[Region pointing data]
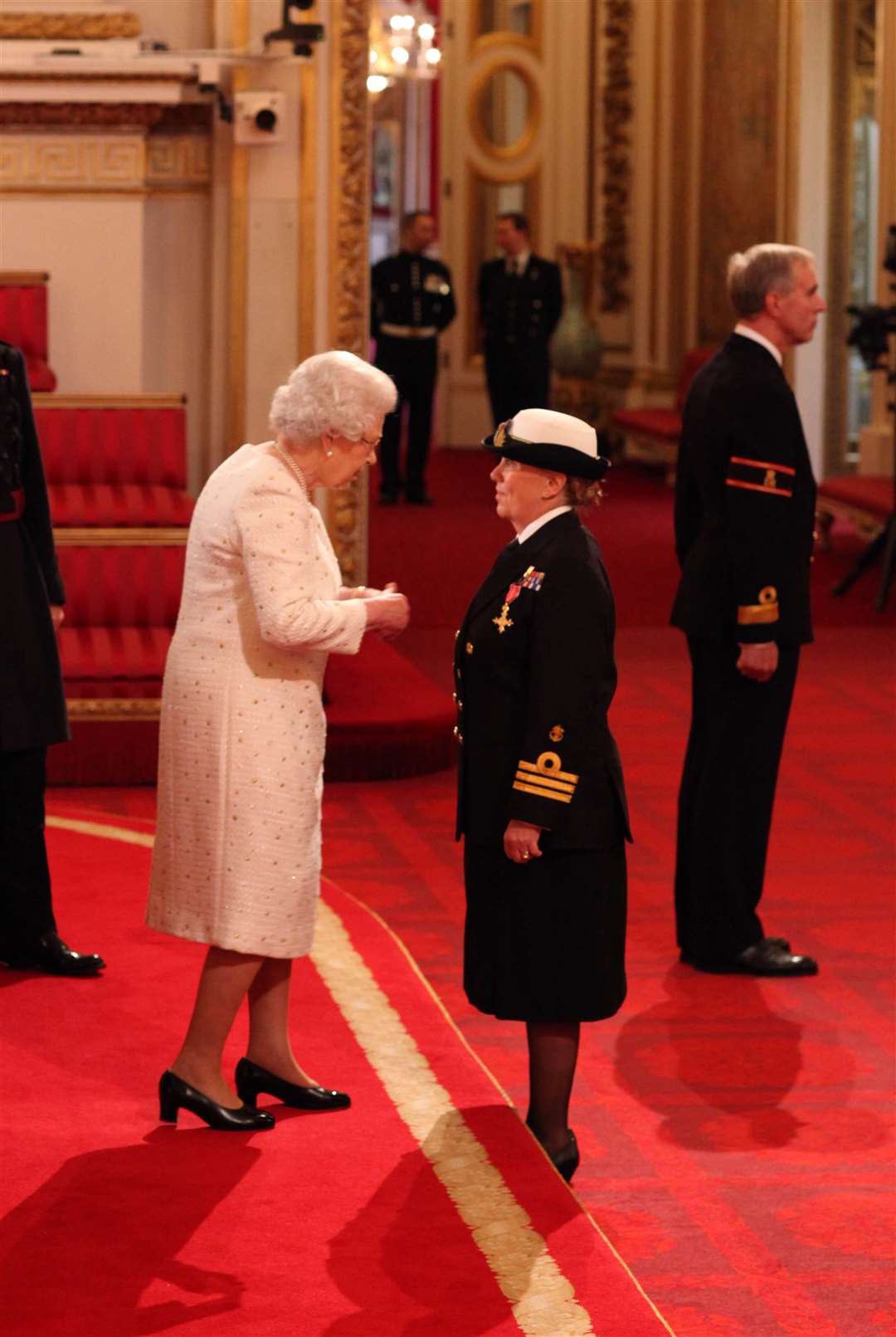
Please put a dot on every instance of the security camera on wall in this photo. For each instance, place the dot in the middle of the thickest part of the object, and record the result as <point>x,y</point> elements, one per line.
<point>301,35</point>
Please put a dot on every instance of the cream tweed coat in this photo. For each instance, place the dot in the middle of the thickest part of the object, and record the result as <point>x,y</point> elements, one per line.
<point>237,855</point>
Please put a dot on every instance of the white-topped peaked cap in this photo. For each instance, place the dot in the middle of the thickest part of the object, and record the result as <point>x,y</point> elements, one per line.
<point>550,440</point>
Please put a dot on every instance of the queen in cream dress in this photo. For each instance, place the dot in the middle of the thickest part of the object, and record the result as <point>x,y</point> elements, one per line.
<point>237,857</point>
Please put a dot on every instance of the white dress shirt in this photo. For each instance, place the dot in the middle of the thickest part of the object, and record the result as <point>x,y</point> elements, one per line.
<point>747,332</point>
<point>543,519</point>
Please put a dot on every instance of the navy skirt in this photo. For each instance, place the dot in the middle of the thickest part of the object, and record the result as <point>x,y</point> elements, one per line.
<point>546,940</point>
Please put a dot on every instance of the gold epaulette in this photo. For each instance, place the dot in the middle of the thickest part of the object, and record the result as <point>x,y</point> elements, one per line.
<point>546,780</point>
<point>767,610</point>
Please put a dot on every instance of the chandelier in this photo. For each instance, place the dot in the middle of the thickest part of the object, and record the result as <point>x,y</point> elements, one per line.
<point>403,43</point>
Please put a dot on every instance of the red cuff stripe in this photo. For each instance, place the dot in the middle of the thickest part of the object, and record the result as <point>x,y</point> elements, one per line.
<point>762,464</point>
<point>757,487</point>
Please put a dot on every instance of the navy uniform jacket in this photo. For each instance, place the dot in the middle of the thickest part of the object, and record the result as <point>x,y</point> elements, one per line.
<point>533,698</point>
<point>32,704</point>
<point>519,313</point>
<point>744,503</point>
<point>412,290</point>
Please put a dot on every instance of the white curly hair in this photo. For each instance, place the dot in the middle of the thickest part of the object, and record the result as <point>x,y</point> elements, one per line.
<point>332,392</point>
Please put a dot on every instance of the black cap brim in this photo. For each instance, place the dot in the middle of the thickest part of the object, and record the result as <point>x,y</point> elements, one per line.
<point>548,455</point>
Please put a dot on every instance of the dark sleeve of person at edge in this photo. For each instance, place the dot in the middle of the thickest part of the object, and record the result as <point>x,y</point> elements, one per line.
<point>538,746</point>
<point>553,295</point>
<point>744,505</point>
<point>32,705</point>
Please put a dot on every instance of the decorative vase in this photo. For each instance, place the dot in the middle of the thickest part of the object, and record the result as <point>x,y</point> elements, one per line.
<point>577,347</point>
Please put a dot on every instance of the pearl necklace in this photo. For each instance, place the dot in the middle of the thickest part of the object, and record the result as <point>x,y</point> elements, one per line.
<point>295,470</point>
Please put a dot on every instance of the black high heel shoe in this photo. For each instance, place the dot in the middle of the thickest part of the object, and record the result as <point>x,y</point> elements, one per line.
<point>566,1161</point>
<point>175,1094</point>
<point>251,1081</point>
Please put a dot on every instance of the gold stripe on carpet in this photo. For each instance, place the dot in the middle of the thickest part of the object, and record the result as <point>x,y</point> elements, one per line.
<point>72,824</point>
<point>542,1299</point>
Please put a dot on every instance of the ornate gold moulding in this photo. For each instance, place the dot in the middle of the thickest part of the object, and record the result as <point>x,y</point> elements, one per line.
<point>69,27</point>
<point>161,118</point>
<point>65,162</point>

• Exercise: Repeat every record exactly, but not the pictures.

• Finished exercise:
Please put a dot on every instance of the security camera on wall in this photo. For each instance, place the dot in the middle of the thickest part of the object, and record the result as <point>x,y</point> elements, one per line.
<point>301,35</point>
Please put a dot on every instance of the cream tweed coat in this photo. For each instance, place the dot in the middle of the thickest part of the object, and record the result as <point>x,y</point> elements, one per line.
<point>237,855</point>
Please put a dot on every instance of the white-topped peaked cap in this photo. For each instance, place the dot in the middle of the thickest part of the object, and record the result as <point>x,y</point> elements, one per line.
<point>550,440</point>
Please put a dot on every instance of the queen in cream dress in this photo. For each instance, place the dot in the middle of the thickest part of the object, and record the result as <point>x,y</point> elements, one per line.
<point>237,857</point>
Please put a dot on every instance of the white dress shirt in this photo. For each instance, place the dot in the middle of the thickest part of the object, and record the result as <point>x,y</point> elements, one per line.
<point>747,332</point>
<point>543,519</point>
Please put a dot on every instance of the navy skirt in this photo. For each instance, place the dot in the middle of the thickest part of the object, and record the result as <point>x,y</point> elements, one per line.
<point>546,940</point>
Please put a dot on every instance of the gold epaulette in this photo. For each instance, place the dot in the middle of the thickest part of the object, and record the result as <point>x,y</point> elements, one per line.
<point>546,780</point>
<point>767,610</point>
Please put a dot on every instance of the chandelier in this photo. For each instance, place the dot in the middle of the thickest part of the object, and record the result as <point>x,y</point> elements, one per line.
<point>403,43</point>
Please put a dot on every instance of the red cuff stripe in this photo. For each instance, place the dot in the middle of the thickest part of the object, and record the result as <point>x,y</point> elements, one per line.
<point>762,464</point>
<point>757,487</point>
Please put a dot on every instance of the navy uniform jacket in this photo. For each instance, place the dot in the middle of the thickest part of the object, and record the result as <point>x,y</point> elements, one per line.
<point>533,698</point>
<point>32,704</point>
<point>519,313</point>
<point>744,503</point>
<point>412,290</point>
Please put a dot on every instance of the white curly hair in this photo. For each instance, place the dot in the middle of the thickest part of the object, and record the result as <point>x,y</point> elements, one per line.
<point>332,392</point>
Please put a dot on every instance of the black cap brim in this photo. For each instance, place the dot in the middle of the thickest part of the object, and record the result as <point>x,y</point> elements, one per line.
<point>548,455</point>
Please put a dot on every instance of the dark sleeve of person at edge in this photo. For each instance, place the dot in the middle of the thickest part of the object, and record the result as <point>x,y</point> elements, one per line.
<point>538,746</point>
<point>553,295</point>
<point>744,505</point>
<point>32,705</point>
Please put a dot on every instance of the decorative vase in this photo. For each instance, place the dot in the middle of the thickest part of the object, and record the result as <point>x,y</point> elements, one per line.
<point>577,347</point>
Please put a dot on every instance of the pearl necklace in this photo. For each instance, place the dot in the middle of the thickest part of the object, and record the result as <point>x,y</point> elements, one per line.
<point>295,470</point>
Please put a dot on every instance of the black high heel shoe in this photo. For each instance, place the dot in the middle of the thickest part of the object, and record the result as <point>x,y</point> elements, one per line.
<point>566,1161</point>
<point>175,1094</point>
<point>251,1081</point>
Please put a dot on every instance of the gold stripe on carpet in this photo. For each instance, place the dot in the middle of the thickest part of the object, and record the result as <point>x,y</point> elements, one per line.
<point>72,824</point>
<point>542,1299</point>
Please put a dot on every instance of the ornate gold moulding in this photo. For each instance, place the dot in the middle of the thickest part of the object, and record the result as <point>x,y</point> elements, one per line.
<point>69,27</point>
<point>161,118</point>
<point>65,162</point>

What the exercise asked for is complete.